Segment Start: Exercise inputs

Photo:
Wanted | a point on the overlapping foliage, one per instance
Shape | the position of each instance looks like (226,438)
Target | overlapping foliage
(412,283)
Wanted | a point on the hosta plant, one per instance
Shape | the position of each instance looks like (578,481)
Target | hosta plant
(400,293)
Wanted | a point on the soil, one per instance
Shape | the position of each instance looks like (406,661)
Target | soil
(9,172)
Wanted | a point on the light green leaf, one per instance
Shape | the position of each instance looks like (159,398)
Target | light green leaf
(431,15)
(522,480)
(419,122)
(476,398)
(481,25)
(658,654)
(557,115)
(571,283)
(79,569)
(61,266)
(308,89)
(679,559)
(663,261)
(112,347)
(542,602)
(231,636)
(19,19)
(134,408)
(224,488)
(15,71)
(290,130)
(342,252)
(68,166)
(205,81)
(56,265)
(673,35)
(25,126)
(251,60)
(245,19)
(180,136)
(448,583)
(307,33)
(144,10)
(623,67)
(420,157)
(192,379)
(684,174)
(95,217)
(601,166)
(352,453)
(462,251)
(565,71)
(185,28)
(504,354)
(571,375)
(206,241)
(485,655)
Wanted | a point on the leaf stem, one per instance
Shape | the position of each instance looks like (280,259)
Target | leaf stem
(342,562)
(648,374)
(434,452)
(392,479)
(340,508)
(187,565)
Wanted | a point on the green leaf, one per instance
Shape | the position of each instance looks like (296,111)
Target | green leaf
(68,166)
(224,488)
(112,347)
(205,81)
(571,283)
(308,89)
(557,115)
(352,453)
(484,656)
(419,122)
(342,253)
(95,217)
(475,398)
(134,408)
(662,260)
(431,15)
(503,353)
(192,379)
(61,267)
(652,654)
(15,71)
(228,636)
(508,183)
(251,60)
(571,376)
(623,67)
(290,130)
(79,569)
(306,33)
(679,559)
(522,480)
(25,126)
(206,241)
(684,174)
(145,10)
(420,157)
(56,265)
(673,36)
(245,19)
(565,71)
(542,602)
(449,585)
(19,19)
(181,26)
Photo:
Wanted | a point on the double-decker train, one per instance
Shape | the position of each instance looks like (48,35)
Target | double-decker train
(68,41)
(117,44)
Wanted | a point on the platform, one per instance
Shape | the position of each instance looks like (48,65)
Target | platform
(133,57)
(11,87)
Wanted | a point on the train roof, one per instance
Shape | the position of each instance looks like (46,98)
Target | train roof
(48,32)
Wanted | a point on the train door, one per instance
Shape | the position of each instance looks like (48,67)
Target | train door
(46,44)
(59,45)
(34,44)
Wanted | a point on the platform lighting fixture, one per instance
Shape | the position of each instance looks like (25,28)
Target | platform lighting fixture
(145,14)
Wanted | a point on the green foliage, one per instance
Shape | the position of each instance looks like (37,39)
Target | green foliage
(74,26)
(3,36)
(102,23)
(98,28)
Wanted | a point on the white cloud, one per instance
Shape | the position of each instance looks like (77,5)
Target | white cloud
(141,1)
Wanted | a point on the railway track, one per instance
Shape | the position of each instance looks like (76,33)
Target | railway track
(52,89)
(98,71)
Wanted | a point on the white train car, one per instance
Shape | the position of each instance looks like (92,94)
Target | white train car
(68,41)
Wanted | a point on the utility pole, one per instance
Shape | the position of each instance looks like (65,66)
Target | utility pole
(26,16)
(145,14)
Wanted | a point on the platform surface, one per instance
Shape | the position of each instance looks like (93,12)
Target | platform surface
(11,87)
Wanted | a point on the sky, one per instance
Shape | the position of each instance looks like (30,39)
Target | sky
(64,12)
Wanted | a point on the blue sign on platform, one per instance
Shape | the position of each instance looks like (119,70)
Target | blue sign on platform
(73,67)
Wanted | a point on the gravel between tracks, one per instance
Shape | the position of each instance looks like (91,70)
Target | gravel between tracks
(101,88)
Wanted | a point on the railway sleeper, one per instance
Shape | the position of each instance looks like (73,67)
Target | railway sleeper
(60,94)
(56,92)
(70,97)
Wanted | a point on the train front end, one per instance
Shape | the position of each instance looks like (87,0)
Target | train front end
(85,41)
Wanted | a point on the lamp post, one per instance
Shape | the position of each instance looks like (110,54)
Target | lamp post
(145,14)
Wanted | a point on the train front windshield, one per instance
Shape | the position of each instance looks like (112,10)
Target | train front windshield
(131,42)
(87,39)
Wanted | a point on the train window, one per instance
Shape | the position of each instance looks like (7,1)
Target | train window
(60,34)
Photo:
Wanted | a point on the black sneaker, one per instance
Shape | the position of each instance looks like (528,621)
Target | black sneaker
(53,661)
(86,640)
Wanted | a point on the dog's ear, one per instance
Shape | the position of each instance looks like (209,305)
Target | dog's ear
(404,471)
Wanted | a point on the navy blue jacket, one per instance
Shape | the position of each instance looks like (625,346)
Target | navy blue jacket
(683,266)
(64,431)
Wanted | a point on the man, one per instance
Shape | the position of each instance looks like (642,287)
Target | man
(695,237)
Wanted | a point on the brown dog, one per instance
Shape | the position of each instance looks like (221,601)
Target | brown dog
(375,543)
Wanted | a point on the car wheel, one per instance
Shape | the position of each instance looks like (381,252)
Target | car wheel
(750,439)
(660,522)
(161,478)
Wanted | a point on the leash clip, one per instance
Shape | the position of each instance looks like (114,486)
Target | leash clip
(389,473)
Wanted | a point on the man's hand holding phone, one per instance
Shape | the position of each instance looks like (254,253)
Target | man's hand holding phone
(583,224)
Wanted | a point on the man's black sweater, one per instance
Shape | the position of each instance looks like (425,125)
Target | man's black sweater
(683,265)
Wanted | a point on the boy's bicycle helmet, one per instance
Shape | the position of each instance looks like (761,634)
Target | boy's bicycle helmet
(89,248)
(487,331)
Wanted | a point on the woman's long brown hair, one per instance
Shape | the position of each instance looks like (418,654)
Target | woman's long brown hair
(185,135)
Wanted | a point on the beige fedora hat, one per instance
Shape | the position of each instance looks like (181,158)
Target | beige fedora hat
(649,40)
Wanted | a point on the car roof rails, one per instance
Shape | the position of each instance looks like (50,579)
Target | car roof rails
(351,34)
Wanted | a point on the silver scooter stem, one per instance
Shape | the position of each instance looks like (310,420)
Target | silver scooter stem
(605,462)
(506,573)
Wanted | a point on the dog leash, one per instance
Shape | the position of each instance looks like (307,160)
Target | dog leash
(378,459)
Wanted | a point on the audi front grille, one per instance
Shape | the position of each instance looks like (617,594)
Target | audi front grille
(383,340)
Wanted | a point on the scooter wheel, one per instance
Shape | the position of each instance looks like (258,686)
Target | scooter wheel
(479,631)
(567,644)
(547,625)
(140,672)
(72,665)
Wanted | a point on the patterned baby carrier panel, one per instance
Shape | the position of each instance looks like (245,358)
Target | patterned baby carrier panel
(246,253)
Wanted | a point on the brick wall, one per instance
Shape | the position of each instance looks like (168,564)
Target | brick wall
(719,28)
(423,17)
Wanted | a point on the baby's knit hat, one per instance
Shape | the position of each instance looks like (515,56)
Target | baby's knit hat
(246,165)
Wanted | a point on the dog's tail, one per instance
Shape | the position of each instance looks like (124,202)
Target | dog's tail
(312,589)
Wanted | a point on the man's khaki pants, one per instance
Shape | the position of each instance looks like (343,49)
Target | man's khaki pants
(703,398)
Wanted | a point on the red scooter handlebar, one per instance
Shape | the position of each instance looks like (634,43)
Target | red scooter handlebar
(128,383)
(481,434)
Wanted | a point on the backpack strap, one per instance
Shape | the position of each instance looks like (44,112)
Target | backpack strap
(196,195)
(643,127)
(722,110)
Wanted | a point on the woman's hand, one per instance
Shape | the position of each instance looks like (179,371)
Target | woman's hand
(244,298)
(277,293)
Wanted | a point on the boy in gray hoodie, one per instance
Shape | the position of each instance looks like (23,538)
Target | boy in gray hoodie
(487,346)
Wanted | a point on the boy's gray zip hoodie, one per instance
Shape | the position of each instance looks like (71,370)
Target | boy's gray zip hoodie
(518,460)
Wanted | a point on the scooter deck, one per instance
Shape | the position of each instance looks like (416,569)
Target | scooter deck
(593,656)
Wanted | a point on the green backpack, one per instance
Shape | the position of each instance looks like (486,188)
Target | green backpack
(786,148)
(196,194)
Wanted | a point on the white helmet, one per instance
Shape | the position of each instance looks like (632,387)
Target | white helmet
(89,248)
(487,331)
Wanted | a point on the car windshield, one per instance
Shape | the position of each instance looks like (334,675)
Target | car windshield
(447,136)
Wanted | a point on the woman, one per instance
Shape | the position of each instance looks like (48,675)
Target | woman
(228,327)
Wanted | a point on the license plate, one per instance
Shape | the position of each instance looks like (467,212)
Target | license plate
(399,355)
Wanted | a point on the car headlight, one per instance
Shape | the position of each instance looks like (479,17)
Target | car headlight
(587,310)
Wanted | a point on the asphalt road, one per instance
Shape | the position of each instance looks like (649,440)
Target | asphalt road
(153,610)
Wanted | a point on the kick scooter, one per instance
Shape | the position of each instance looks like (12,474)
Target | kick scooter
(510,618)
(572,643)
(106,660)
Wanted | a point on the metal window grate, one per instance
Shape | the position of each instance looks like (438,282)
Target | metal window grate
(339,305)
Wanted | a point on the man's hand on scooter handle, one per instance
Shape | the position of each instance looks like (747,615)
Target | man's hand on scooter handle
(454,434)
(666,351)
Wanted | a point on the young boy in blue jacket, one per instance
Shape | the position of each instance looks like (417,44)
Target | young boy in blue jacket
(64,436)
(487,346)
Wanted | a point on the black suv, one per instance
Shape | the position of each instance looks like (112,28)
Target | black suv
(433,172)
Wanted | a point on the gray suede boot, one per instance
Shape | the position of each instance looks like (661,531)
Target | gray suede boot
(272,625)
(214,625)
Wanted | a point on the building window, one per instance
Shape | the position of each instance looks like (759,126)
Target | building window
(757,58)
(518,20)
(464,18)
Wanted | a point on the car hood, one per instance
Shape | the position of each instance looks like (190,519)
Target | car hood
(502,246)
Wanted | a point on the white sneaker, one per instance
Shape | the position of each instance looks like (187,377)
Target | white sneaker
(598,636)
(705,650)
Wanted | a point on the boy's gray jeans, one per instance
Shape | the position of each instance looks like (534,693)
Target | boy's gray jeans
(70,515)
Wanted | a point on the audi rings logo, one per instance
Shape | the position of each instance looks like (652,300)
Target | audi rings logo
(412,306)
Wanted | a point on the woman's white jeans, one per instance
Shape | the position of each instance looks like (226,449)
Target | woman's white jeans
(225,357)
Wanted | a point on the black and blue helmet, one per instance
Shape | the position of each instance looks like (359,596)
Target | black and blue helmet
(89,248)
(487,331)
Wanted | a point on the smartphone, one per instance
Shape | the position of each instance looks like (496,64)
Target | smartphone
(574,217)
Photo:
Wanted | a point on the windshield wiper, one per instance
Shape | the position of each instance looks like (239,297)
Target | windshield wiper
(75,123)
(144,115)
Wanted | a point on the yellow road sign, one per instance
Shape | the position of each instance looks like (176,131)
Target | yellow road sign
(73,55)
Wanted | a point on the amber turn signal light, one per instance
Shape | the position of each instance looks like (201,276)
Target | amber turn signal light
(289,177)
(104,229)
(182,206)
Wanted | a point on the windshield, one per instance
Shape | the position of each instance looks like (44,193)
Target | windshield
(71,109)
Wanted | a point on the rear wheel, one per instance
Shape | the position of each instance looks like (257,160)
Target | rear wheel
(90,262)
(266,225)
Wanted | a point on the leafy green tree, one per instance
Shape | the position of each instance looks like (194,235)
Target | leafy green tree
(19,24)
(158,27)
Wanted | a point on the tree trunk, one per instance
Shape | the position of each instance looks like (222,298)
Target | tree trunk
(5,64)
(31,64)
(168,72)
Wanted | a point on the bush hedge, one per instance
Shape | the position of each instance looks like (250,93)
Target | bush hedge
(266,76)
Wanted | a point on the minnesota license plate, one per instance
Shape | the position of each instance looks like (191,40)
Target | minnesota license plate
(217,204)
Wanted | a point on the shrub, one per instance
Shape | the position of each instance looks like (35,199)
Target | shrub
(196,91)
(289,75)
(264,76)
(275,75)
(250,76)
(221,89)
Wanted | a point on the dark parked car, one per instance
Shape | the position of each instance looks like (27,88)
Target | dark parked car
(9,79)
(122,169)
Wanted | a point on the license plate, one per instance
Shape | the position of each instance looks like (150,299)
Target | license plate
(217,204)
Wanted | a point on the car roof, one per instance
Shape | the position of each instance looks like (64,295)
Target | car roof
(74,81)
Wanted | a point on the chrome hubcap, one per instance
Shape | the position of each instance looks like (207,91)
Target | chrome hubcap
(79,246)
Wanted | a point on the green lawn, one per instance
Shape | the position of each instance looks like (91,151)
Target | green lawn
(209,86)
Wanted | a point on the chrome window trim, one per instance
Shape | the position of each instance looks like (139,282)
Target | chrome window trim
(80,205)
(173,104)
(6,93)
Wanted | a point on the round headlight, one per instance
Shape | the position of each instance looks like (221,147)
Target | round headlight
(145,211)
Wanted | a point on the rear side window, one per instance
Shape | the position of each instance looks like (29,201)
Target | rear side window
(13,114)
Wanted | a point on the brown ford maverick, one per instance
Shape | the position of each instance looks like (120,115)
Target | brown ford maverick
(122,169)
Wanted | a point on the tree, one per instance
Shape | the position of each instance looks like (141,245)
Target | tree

Segment End: Exercise inputs

▶ [Prompt]:
In the listing above, find the line with "Wanted | a point on the leaf stem, one" and the line with "Shape | the position of each instance looks like (48,65)"; set down exactly those two lines and every line between them, nothing more.

▶ [Answer box]:
Wanted | a point on the leaf stem, one per instance
Shape | the position of each instance looks like (280,259)
Target | leaf stem
(342,562)
(648,374)
(434,452)
(392,479)
(340,508)
(187,565)
Wanted | a point on the green leaf, one per instance
Shape | the position of each instance looks like (296,111)
Target | green leaf
(68,166)
(224,488)
(112,347)
(205,81)
(571,283)
(308,89)
(557,115)
(352,453)
(484,656)
(419,122)
(342,253)
(95,217)
(475,398)
(134,408)
(662,260)
(431,15)
(503,353)
(192,379)
(61,267)
(652,654)
(15,71)
(228,636)
(508,183)
(251,60)
(571,376)
(623,67)
(290,130)
(79,569)
(306,33)
(679,559)
(522,480)
(25,126)
(206,241)
(684,174)
(145,10)
(420,157)
(56,265)
(673,36)
(245,19)
(565,71)
(542,602)
(449,585)
(19,19)
(181,26)
Photo:
Wanted | a point on the double-decker train, one per instance
Shape | the position of each instance looks like (48,35)
Target | double-decker train
(68,41)
(117,44)
Wanted | a point on the platform, one per instance
Shape | the position of each instance looks like (48,65)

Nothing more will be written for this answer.